● Stated exercise: Return every one of the records below word for word, leaving out the pictures.

● Data for the task:
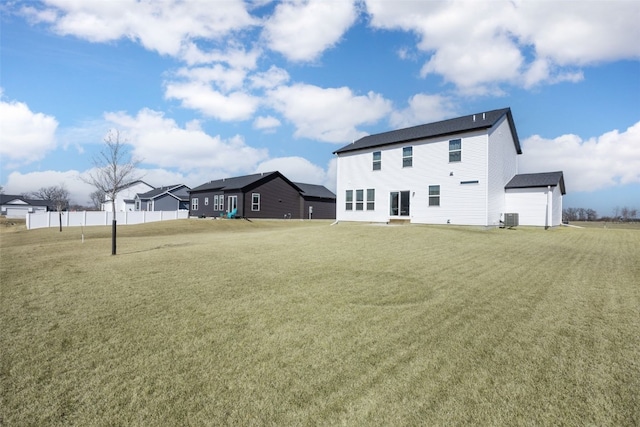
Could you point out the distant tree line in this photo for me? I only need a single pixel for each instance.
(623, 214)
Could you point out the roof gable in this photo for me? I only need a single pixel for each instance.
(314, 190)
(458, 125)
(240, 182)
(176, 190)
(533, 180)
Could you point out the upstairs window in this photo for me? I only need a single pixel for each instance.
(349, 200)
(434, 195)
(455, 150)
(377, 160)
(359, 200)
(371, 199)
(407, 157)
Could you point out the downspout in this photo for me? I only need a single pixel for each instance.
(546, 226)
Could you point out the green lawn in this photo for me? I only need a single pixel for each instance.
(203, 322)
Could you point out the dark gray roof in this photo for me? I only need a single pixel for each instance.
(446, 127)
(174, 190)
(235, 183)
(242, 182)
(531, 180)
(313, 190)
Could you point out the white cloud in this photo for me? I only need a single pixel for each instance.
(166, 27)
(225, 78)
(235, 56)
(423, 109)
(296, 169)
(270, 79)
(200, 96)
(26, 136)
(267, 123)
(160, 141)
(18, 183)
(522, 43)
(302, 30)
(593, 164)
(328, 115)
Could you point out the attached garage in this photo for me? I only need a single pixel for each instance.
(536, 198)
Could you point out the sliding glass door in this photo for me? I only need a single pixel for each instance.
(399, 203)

● Final result:
Could you point out the distant tree line in this photo for me? I only need a single pixel for each instance.
(623, 214)
Could you point out the roof gable in this photo for me? I only need a single pixel for each instance.
(314, 190)
(458, 125)
(240, 182)
(176, 190)
(533, 180)
Could you point out the upstairs window in this photo for me? I only need a single pixel for each instance.
(349, 200)
(434, 195)
(455, 150)
(377, 160)
(359, 200)
(371, 199)
(407, 157)
Could you point out the downspout in this photo for me? I only need a single pixel for each instance.
(546, 226)
Could you point out the green lawn in this photo for me? I only need a single pixel for each instance.
(203, 322)
Could you point out the dark gray roof in this photo for me? I only need a single pixel for each instance.
(446, 127)
(174, 190)
(235, 183)
(242, 182)
(531, 180)
(313, 190)
Could you point out the white cloud in this photo for me? I only need a single pixel for each instance.
(166, 27)
(225, 78)
(235, 56)
(423, 109)
(296, 169)
(270, 79)
(200, 96)
(26, 136)
(267, 123)
(160, 141)
(18, 183)
(522, 43)
(302, 30)
(593, 164)
(328, 115)
Could you point out the attached garage in this photo for me? I only need a single pixel for each instance.
(536, 198)
Could you point out the sliding glass door in this photo for me? I only need a single pixel for each instance.
(399, 203)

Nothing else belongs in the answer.